### Your objective
Please reproduce the records word for word, starting with the line that contains "Drop one marker on each instance of the sunlit" and going on through the line that contains "Drop one marker on each instance of the heron", with both of those lines included.

### Entries shown
--------------------------------------------------
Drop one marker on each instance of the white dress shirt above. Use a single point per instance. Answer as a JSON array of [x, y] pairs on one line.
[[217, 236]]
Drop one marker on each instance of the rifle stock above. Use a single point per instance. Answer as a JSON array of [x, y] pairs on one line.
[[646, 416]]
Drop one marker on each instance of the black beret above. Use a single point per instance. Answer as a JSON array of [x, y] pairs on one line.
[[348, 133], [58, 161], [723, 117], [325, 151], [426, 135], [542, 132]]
--------------------------------------------------
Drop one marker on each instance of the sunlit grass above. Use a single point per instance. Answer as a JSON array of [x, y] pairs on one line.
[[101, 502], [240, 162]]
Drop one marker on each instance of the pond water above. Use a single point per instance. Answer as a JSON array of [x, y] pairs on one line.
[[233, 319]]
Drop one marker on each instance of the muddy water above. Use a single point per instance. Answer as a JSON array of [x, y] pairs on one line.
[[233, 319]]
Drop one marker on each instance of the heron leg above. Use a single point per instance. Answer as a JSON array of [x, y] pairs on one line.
--------------------------------------------------
### Solution for this exercise
Drop one marker on each instance of the sunlit grass above. Use a single point per instance. Answer as a JSON array of [x, y] pairs on one line.
[[101, 502], [240, 162]]
Drop one marker on each instance of the pond water above. Use a single point per instance. Answer as a JSON array of [x, y] pairs on one line.
[[233, 319]]
Drop one marker on each instance of the muddy water above. Use a single point per instance. Answer as a JSON array of [x, y] pairs on one line.
[[233, 319]]
Drop one marker on each instance of the heron leg above. Use a single point per instance. Answer as a JSON array of [x, y] pairs on one line.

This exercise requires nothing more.